-- OBJECTIVE --
Print, please, the line that contains "find | lake" and each line after it to the end of the entries, unchanged and with nothing else.

..............................

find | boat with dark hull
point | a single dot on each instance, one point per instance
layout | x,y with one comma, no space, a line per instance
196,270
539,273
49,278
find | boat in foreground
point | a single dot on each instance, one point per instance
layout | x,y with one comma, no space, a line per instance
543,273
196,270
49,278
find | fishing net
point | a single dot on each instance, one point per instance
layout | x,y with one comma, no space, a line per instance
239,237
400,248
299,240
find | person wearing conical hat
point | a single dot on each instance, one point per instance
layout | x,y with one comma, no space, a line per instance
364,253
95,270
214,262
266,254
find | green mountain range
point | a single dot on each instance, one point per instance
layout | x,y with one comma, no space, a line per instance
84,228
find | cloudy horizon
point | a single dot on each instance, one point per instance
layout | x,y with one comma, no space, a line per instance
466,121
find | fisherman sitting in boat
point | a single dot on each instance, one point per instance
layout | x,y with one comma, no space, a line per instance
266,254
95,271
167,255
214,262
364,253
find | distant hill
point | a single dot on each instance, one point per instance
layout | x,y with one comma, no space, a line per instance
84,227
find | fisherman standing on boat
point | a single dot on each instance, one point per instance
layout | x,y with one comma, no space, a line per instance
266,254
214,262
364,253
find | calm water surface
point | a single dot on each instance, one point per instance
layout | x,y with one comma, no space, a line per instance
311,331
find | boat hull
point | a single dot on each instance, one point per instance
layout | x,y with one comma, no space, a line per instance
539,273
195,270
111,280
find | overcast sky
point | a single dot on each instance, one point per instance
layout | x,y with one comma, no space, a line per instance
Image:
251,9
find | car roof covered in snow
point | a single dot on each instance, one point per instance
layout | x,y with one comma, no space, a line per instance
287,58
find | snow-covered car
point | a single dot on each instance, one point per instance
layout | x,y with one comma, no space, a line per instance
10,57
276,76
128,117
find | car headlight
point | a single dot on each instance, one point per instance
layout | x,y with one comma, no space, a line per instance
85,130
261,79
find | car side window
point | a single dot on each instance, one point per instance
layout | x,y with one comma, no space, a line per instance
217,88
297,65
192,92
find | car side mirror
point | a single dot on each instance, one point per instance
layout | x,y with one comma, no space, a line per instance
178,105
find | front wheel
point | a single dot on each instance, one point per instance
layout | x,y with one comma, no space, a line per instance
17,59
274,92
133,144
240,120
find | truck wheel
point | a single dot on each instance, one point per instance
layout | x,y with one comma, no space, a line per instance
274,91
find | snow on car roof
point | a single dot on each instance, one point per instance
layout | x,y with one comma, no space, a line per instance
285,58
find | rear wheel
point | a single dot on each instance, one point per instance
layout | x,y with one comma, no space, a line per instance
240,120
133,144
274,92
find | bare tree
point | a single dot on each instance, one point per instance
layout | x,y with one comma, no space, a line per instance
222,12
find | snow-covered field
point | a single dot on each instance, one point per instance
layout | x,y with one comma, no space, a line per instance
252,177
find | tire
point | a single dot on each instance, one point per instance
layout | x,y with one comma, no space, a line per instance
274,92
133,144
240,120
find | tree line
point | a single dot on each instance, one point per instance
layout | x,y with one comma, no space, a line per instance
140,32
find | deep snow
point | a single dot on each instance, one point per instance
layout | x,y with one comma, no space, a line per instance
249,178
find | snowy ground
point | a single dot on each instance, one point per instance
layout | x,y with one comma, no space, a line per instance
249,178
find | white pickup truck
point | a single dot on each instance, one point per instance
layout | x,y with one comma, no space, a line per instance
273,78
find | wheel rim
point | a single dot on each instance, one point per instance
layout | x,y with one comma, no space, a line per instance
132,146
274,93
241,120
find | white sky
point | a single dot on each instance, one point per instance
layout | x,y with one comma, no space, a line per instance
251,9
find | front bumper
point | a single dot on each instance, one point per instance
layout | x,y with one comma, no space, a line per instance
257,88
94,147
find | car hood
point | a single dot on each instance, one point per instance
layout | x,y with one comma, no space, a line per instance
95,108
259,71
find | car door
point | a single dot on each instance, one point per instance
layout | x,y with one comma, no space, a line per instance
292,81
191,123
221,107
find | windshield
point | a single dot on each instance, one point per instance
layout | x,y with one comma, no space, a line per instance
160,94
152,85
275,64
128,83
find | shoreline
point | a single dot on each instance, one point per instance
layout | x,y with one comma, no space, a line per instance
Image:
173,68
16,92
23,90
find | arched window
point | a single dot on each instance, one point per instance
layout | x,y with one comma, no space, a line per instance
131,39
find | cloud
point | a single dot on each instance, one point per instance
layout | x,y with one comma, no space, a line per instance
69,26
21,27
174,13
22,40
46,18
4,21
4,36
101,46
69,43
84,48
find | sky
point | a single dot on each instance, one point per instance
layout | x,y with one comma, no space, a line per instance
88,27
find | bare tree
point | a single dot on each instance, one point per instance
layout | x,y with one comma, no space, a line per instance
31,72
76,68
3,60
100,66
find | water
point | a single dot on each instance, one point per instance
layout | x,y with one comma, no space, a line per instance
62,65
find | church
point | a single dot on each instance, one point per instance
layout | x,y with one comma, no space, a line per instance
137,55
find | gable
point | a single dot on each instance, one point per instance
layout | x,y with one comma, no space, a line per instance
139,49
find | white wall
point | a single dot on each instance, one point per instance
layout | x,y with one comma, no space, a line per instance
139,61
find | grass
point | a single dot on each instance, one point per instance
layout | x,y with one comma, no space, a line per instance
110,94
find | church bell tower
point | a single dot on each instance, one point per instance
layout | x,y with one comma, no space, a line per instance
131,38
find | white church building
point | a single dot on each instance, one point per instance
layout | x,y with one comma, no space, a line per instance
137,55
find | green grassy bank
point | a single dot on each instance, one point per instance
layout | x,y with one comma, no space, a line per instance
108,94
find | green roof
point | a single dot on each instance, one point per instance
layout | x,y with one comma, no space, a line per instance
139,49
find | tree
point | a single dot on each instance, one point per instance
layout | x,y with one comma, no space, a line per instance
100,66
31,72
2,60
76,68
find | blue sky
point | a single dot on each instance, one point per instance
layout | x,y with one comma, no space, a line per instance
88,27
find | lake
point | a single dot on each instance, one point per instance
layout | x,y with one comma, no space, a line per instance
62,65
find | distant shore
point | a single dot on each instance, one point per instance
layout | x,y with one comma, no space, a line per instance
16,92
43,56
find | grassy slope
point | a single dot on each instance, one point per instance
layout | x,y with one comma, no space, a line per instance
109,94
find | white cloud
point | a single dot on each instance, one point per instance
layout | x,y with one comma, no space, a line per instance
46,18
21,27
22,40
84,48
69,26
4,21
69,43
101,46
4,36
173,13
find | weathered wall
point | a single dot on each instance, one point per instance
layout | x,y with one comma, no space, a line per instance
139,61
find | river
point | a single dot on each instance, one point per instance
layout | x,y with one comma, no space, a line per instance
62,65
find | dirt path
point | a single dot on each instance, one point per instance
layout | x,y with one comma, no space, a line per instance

..............................

-- TASK RESULT --
find | lake
point | a single dot on each instance, one point per instance
layout | x,y with one comma, no space, a line per instance
62,65
find | distant shore
point | a single dot on each instance, one point per instance
layout | x,y with one comma, no space, a line per instance
16,92
43,56
find | grassy slope
point | a single dot on each instance, one point per instance
layout | x,y with one comma, no space, a line per instance
109,94
find | white cloud
point | a single dot on each instance, one point per instance
layout | x,y with one comma, no space, a line per instance
46,18
21,27
22,40
84,48
69,26
4,21
69,43
101,46
4,36
173,13
find | weathered wall
point | a single dot on each instance, one point per instance
layout | x,y with one comma, no space, a line per instance
139,61
find | river
point | a single dot on each instance, one point per instance
layout | x,y with one comma, no space, a line per instance
62,65
find | dirt path
point | a single dot on each instance, one point per instance
layout | x,y with one comma, no space, a line per instance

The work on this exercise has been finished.